**TASK**
Locate each line in the records below that contains the string "item", and copy those lines out.

Image boundary annotation data
- - - - -
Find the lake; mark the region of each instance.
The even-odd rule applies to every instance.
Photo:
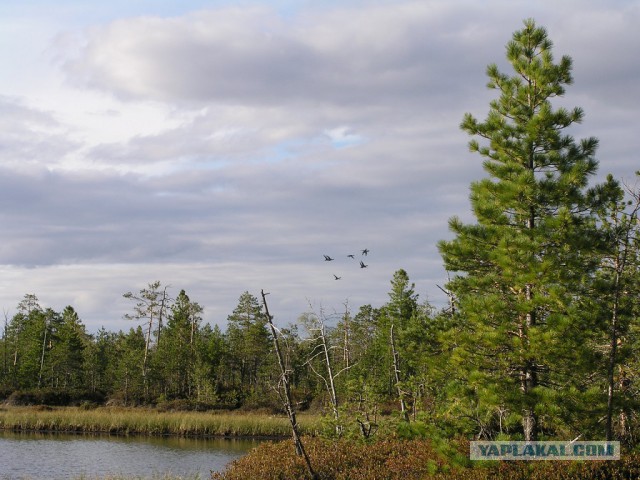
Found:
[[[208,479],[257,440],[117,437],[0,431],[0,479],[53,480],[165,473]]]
- - - - -
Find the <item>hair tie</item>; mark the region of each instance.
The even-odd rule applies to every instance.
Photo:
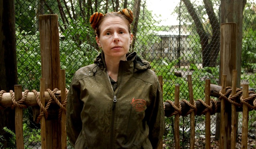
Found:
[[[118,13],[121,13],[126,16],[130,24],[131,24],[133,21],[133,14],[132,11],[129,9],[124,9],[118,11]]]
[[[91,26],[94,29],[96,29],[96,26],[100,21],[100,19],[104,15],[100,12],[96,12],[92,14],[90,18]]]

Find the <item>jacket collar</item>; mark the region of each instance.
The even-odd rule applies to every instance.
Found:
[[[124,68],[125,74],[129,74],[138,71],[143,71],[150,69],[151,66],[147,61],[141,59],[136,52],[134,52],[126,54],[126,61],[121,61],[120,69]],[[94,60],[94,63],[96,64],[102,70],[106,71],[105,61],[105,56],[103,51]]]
- - - - -
**PROBLEM SOLUTION**
Find the <item>hair tie</item>; mark the region of each instance.
Find the <item>jacket collar</item>; mark the region of each instance.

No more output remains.